— BEGIN Given text —

I am creating a program that calculates the average for a bunch of numbers. The first input is the number of values, and the second output is/are the numbers. For example, with the inputs of the following, I would get the outputs afterward.

5
10 20 30 40 50
Average of 5 values is 30.00
7
15 20 40 50 60 40 50
Average of 7 values is 39.29

I want to make the program more robust so that it will only read integer values. If I were to enter the following, this would be the ouput that I want.

garbage
10 20 whatever 40 50
Error! Can't read number of expected values.

or

5
10 20 30 40 50
Average of 5 values is 30.00
6
50 70 whatever 40 60
Error! Can't read expected value #2.
Average of 2 values is 60.00

Here's my program so far:

/* Read in a number of values to read and then print the average
* of those values.
*/

#include <stdio.h>

int main()
{
/* Declare variables */
int expected;
int count;
double sum;
int value;

/* While the input (number of values) is not equal to end of file */
while (scanf("%d", &expected) != EOF)

— END Given text —
— BEGIN Available records —

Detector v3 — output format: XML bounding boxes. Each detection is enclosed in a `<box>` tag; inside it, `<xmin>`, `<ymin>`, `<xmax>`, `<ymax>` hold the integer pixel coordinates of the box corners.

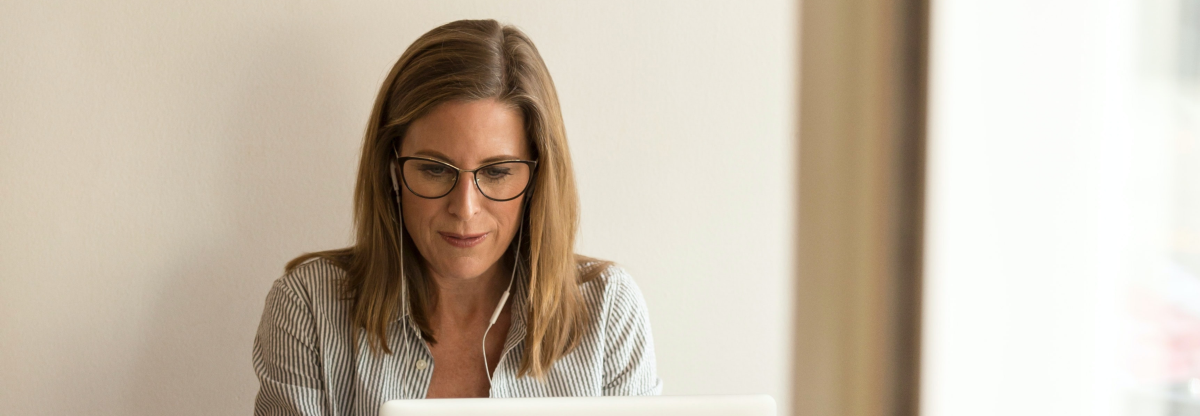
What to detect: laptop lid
<box><xmin>379</xmin><ymin>394</ymin><xmax>776</xmax><ymax>416</ymax></box>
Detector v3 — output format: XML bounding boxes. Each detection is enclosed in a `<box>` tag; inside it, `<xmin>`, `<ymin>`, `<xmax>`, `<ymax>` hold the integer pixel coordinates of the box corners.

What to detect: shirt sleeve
<box><xmin>602</xmin><ymin>269</ymin><xmax>662</xmax><ymax>396</ymax></box>
<box><xmin>253</xmin><ymin>278</ymin><xmax>330</xmax><ymax>416</ymax></box>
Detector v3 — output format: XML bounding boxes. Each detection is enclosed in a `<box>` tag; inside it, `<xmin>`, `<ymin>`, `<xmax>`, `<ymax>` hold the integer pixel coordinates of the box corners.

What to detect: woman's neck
<box><xmin>430</xmin><ymin>261</ymin><xmax>510</xmax><ymax>327</ymax></box>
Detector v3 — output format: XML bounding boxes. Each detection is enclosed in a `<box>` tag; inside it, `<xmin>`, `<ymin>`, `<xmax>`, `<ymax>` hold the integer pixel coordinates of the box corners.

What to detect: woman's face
<box><xmin>396</xmin><ymin>100</ymin><xmax>532</xmax><ymax>284</ymax></box>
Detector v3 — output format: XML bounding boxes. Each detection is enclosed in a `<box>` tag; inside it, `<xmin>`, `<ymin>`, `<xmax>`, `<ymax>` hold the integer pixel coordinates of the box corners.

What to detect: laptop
<box><xmin>379</xmin><ymin>394</ymin><xmax>776</xmax><ymax>416</ymax></box>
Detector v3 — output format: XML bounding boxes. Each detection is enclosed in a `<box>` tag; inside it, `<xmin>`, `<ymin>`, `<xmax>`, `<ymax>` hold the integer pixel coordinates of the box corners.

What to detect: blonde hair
<box><xmin>286</xmin><ymin>20</ymin><xmax>606</xmax><ymax>378</ymax></box>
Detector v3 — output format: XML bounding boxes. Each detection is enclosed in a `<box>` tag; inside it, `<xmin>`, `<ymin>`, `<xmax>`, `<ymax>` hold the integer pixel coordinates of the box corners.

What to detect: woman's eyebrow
<box><xmin>413</xmin><ymin>150</ymin><xmax>524</xmax><ymax>168</ymax></box>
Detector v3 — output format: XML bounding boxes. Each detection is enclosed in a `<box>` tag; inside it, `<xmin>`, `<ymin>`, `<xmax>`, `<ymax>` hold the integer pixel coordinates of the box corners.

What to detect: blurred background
<box><xmin>0</xmin><ymin>0</ymin><xmax>1200</xmax><ymax>416</ymax></box>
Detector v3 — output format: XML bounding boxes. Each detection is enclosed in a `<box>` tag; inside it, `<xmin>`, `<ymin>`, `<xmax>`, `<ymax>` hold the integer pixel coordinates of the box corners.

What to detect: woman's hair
<box><xmin>286</xmin><ymin>20</ymin><xmax>605</xmax><ymax>378</ymax></box>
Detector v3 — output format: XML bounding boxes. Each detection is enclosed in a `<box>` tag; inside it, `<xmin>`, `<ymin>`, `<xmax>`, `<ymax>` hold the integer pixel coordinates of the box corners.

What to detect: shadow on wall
<box><xmin>122</xmin><ymin>28</ymin><xmax>357</xmax><ymax>415</ymax></box>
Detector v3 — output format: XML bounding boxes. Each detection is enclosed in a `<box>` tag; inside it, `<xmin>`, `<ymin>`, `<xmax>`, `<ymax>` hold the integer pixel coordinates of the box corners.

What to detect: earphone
<box><xmin>388</xmin><ymin>154</ymin><xmax>524</xmax><ymax>385</ymax></box>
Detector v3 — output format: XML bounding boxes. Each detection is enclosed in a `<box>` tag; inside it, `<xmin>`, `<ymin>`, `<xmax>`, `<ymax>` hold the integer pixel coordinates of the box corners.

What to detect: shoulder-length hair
<box><xmin>286</xmin><ymin>20</ymin><xmax>605</xmax><ymax>378</ymax></box>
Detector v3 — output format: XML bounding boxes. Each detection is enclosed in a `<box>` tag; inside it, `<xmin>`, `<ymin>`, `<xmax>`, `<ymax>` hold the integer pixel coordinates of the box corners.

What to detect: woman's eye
<box><xmin>484</xmin><ymin>168</ymin><xmax>512</xmax><ymax>179</ymax></box>
<box><xmin>418</xmin><ymin>163</ymin><xmax>450</xmax><ymax>176</ymax></box>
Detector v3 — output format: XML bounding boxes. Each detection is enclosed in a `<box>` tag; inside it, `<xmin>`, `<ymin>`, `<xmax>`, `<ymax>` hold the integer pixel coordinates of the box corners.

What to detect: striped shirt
<box><xmin>253</xmin><ymin>259</ymin><xmax>662</xmax><ymax>416</ymax></box>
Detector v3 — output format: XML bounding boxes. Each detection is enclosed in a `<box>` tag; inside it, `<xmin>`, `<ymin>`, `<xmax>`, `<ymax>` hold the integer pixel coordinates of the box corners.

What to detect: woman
<box><xmin>253</xmin><ymin>20</ymin><xmax>662</xmax><ymax>415</ymax></box>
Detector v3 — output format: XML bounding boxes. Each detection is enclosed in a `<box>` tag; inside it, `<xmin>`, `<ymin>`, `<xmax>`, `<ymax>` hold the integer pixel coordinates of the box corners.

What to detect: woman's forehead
<box><xmin>401</xmin><ymin>98</ymin><xmax>529</xmax><ymax>164</ymax></box>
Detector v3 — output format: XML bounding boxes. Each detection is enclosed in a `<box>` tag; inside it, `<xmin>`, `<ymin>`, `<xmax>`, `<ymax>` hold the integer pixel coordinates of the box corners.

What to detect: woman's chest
<box><xmin>425</xmin><ymin>320</ymin><xmax>509</xmax><ymax>398</ymax></box>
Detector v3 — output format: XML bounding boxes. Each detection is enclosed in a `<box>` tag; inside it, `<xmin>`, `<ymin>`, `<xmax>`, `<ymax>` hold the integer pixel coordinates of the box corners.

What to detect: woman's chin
<box><xmin>433</xmin><ymin>258</ymin><xmax>494</xmax><ymax>281</ymax></box>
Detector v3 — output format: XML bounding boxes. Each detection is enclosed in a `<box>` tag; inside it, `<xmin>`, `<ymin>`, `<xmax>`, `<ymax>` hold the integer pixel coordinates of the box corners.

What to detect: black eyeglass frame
<box><xmin>396</xmin><ymin>156</ymin><xmax>538</xmax><ymax>203</ymax></box>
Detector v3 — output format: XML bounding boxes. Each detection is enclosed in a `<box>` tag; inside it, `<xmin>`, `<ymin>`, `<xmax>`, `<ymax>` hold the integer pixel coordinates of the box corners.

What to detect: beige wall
<box><xmin>0</xmin><ymin>0</ymin><xmax>796</xmax><ymax>415</ymax></box>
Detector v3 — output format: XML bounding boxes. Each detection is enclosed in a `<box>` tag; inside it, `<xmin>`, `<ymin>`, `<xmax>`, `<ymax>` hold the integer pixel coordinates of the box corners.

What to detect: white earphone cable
<box><xmin>482</xmin><ymin>222</ymin><xmax>524</xmax><ymax>386</ymax></box>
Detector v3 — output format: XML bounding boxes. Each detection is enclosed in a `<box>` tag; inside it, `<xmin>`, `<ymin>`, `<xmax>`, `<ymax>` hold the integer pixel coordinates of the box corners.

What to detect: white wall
<box><xmin>922</xmin><ymin>0</ymin><xmax>1200</xmax><ymax>416</ymax></box>
<box><xmin>0</xmin><ymin>0</ymin><xmax>796</xmax><ymax>415</ymax></box>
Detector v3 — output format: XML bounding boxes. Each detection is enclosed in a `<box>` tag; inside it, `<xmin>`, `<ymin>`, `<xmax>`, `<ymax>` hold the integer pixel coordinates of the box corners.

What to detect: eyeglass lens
<box><xmin>401</xmin><ymin>159</ymin><xmax>532</xmax><ymax>200</ymax></box>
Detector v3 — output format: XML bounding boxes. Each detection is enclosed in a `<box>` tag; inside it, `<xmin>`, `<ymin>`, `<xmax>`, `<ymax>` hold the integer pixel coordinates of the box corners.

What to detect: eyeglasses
<box><xmin>397</xmin><ymin>157</ymin><xmax>538</xmax><ymax>201</ymax></box>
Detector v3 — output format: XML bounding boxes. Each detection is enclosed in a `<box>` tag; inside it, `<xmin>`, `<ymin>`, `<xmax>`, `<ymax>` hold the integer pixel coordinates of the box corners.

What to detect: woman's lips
<box><xmin>438</xmin><ymin>233</ymin><xmax>487</xmax><ymax>248</ymax></box>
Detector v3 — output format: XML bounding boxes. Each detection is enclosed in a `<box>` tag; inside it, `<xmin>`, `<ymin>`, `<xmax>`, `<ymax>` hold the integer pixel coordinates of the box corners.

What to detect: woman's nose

— END Available records —

▶ **Required tasks**
**a.** In the question about computing an average, reproduce the stretch from "I am creating" through "of expected values.", substituting "application" for "program".
**b.** Copy every line of the records that contains the string "wall". Case counts.

▶ **Responses by task**
**a.**
I am creating a application that calculates the average for a bunch of numbers. The first input is the number of values, and the second output is/are the numbers. For example, with the inputs of the following, I would get the outputs afterward.

5
10 20 30 40 50
Average of 5 values is 30.00
7
15 20 40 50 60 40 50
Average of 7 values is 39.29

I want to make the application more robust so that it will only read integer values. If I were to enter the following, this would be the ouput that I want.

garbage
10 20 whatever 40 50
Error! Can't read number of expected values.

**b.**
What to detect: shadow on wall
What to detect: beige wall
What to detect: white wall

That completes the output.